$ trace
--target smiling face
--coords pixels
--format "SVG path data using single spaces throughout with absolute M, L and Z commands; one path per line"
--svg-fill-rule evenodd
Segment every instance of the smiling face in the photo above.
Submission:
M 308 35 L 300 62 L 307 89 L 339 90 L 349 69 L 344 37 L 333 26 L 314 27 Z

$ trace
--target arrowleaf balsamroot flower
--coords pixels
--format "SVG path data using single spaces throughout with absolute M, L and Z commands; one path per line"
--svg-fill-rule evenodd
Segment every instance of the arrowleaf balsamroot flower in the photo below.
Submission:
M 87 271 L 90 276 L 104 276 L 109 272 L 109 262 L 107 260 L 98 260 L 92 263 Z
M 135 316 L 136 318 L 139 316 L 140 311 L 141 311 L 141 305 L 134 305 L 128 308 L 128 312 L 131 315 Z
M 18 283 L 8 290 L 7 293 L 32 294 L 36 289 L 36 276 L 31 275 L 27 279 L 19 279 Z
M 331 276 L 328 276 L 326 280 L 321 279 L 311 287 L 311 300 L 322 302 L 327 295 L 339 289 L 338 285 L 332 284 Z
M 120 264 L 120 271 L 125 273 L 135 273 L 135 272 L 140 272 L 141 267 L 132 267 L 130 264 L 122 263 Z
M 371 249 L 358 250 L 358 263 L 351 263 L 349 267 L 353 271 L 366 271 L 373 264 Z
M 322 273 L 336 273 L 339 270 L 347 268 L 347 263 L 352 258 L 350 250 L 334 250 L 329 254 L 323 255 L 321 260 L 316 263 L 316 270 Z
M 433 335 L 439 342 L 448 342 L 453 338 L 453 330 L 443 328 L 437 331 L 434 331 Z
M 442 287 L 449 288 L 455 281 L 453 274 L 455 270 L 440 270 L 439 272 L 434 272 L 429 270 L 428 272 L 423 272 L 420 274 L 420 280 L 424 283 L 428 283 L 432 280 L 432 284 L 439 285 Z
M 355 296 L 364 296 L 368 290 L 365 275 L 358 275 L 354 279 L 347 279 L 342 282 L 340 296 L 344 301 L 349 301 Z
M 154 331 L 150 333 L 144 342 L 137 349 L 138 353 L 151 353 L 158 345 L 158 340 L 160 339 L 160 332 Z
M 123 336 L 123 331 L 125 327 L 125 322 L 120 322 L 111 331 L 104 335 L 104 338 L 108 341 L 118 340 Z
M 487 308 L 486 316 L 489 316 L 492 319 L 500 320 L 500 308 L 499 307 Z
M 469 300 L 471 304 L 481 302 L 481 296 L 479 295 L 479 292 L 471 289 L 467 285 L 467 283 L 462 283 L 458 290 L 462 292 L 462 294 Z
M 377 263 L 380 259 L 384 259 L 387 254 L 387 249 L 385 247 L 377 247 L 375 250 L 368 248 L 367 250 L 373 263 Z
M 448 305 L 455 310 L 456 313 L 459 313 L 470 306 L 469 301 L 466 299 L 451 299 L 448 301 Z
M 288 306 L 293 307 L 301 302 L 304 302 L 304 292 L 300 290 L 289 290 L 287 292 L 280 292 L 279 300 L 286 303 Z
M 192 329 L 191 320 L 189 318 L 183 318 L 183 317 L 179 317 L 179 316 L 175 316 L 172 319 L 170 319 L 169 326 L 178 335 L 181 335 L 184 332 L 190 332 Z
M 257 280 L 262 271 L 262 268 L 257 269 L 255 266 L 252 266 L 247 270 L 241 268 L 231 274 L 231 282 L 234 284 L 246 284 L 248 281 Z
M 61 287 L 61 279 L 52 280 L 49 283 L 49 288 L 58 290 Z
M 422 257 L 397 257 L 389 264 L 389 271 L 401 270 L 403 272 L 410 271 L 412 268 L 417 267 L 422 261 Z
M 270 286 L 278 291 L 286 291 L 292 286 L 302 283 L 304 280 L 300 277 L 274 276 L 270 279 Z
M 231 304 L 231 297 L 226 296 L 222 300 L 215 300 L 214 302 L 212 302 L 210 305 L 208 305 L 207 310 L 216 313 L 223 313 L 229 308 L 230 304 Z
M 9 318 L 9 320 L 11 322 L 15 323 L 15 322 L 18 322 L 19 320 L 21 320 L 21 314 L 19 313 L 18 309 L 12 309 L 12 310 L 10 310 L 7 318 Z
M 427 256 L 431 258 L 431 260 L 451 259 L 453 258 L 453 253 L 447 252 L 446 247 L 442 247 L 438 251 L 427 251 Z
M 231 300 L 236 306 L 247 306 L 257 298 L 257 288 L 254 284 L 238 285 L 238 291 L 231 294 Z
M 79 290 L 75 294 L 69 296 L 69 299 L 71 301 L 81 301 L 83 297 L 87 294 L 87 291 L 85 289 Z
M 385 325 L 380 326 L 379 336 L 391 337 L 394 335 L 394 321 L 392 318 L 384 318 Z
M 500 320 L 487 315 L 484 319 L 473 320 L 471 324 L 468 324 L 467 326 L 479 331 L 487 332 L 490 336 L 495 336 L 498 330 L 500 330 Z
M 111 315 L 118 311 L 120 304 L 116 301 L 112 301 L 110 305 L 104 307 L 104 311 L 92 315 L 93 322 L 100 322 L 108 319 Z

□ □ □

• [What to work on]: Reproduce all the records precisely.

• [Answer box]:
$ trace
--target smiling face
--coords pixels
--format "SVG path data using single spaces throughout with absolute M, L and Z commands; one path per line"
--svg-fill-rule evenodd
Segment every instance of the smiling face in the photo above.
Submission:
M 308 35 L 300 62 L 307 89 L 339 90 L 349 69 L 344 37 L 333 26 L 314 27 Z

$ trace
--target arrowleaf balsamroot flower
--coords pixels
--format "SVG path data using single spaces throughout with absolute M, L and Z commands; one path per line"
--svg-fill-rule evenodd
Segment every instance of the arrowleaf balsamroot flower in the photo below.
Submission:
M 87 271 L 90 276 L 104 276 L 109 272 L 109 262 L 107 260 L 98 260 L 92 263 Z
M 135 316 L 136 318 L 139 316 L 140 311 L 141 311 L 141 305 L 134 305 L 128 308 L 128 312 L 131 315 Z
M 18 283 L 8 290 L 7 293 L 32 294 L 36 289 L 36 276 L 31 275 L 27 279 L 19 279 Z
M 331 276 L 328 276 L 326 280 L 321 279 L 311 287 L 311 300 L 322 302 L 327 295 L 339 289 L 338 285 L 332 284 Z
M 120 264 L 120 271 L 125 273 L 135 273 L 135 272 L 140 272 L 141 267 L 132 267 L 130 264 L 122 263 Z
M 371 249 L 358 250 L 358 263 L 351 263 L 349 267 L 353 271 L 366 271 L 373 264 Z
M 322 273 L 336 273 L 339 270 L 347 268 L 347 263 L 352 258 L 350 250 L 334 250 L 329 254 L 323 255 L 321 260 L 316 263 L 316 270 Z
M 433 335 L 439 342 L 448 342 L 453 338 L 453 330 L 443 328 L 437 331 L 434 331 Z
M 442 287 L 449 288 L 455 281 L 453 274 L 455 270 L 440 270 L 439 272 L 434 272 L 429 270 L 428 272 L 423 272 L 420 274 L 420 280 L 424 283 L 428 283 L 432 280 L 432 284 L 439 285 Z
M 355 296 L 364 296 L 368 290 L 365 275 L 358 275 L 354 279 L 347 279 L 342 282 L 340 296 L 344 301 L 349 301 Z
M 154 331 L 150 333 L 144 342 L 137 349 L 138 353 L 151 353 L 158 345 L 158 340 L 160 339 L 160 332 Z
M 123 336 L 123 331 L 125 327 L 125 322 L 120 322 L 111 331 L 104 335 L 104 338 L 108 341 L 118 340 Z
M 487 308 L 486 316 L 489 316 L 492 319 L 500 320 L 500 308 L 499 307 Z
M 469 300 L 471 304 L 481 302 L 481 296 L 479 295 L 479 292 L 471 289 L 467 285 L 467 283 L 462 283 L 458 290 L 462 292 L 462 294 Z
M 377 263 L 380 259 L 384 259 L 387 254 L 387 249 L 385 247 L 377 247 L 375 250 L 368 248 L 367 250 L 373 263 Z
M 448 305 L 455 310 L 456 313 L 459 313 L 470 306 L 469 301 L 466 299 L 451 299 L 448 301 Z
M 288 306 L 293 307 L 301 302 L 304 302 L 304 292 L 300 290 L 289 290 L 287 292 L 280 292 L 279 300 L 286 303 Z
M 192 329 L 191 320 L 189 318 L 183 318 L 183 317 L 179 317 L 179 316 L 175 316 L 172 319 L 170 319 L 169 326 L 178 335 L 181 335 L 184 332 L 190 332 Z
M 257 280 L 262 271 L 262 268 L 257 269 L 255 266 L 252 266 L 247 270 L 241 268 L 231 274 L 231 282 L 234 284 L 246 284 L 248 281 Z
M 61 287 L 61 279 L 52 280 L 49 283 L 49 288 L 58 290 Z
M 422 257 L 397 257 L 389 264 L 389 271 L 401 270 L 403 272 L 410 271 L 412 268 L 417 267 L 422 261 Z
M 270 286 L 278 291 L 286 291 L 292 286 L 302 283 L 304 280 L 300 277 L 274 276 L 270 279 Z
M 231 304 L 231 297 L 226 296 L 222 300 L 215 300 L 214 302 L 212 302 L 210 305 L 208 305 L 207 310 L 216 313 L 223 313 L 229 308 L 230 304 Z
M 9 318 L 9 320 L 11 322 L 15 323 L 15 322 L 18 322 L 19 320 L 21 320 L 21 314 L 19 313 L 18 309 L 12 309 L 12 310 L 10 310 L 7 318 Z
M 427 256 L 431 258 L 431 260 L 451 259 L 453 258 L 453 253 L 447 252 L 446 247 L 442 247 L 438 251 L 427 251 Z
M 231 300 L 236 306 L 247 306 L 257 298 L 257 288 L 254 284 L 238 285 L 238 291 L 231 294 Z
M 79 290 L 75 294 L 69 296 L 69 299 L 71 301 L 81 301 L 83 297 L 87 294 L 87 291 L 85 289 Z
M 385 325 L 380 326 L 379 336 L 391 337 L 394 335 L 394 321 L 392 318 L 384 318 Z
M 500 320 L 487 315 L 484 319 L 473 320 L 471 324 L 468 324 L 467 326 L 479 331 L 487 332 L 490 336 L 495 336 L 498 330 L 500 330 Z
M 111 315 L 118 311 L 120 304 L 116 301 L 112 301 L 110 305 L 104 307 L 104 311 L 92 315 L 93 322 L 100 322 L 108 319 Z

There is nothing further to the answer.